*Exercise instructions*. Rescale the lines from the one containing "of the runway" through the last line, and reproduce each in full with its request included. Multiply every point coordinate in the answers by 1.9 and round to whole numbers, with halves rounded up.

• • • • •

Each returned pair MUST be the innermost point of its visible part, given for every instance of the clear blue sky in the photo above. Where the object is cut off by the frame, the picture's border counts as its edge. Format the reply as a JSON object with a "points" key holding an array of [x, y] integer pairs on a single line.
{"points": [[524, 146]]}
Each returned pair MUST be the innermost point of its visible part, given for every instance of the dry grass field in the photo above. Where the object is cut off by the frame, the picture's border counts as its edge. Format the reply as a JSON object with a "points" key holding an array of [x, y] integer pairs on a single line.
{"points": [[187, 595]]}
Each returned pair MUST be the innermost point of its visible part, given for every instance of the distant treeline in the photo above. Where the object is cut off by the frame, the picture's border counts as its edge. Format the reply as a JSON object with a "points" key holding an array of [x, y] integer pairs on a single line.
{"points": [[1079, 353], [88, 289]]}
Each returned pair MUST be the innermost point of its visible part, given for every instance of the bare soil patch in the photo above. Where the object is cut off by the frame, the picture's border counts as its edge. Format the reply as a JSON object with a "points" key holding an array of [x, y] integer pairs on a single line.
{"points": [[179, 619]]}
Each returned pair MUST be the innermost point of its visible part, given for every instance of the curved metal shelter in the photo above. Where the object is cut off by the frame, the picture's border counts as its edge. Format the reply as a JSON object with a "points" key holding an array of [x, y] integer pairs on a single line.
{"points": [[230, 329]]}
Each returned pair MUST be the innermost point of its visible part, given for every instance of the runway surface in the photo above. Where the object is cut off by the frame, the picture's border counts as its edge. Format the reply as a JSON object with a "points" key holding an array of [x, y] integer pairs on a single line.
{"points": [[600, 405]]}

• • • • •

*Solved exercise*.
Each returned pair MUST be the innermost point of its visible part, given for every instance of the runway surface in the photo above. Where the object is cut off by the frame, the picture's border counts as its edge. Format the reply as a JSON object with a "points" key holding an array of [x, y] integer pairs on a single line.
{"points": [[1140, 770]]}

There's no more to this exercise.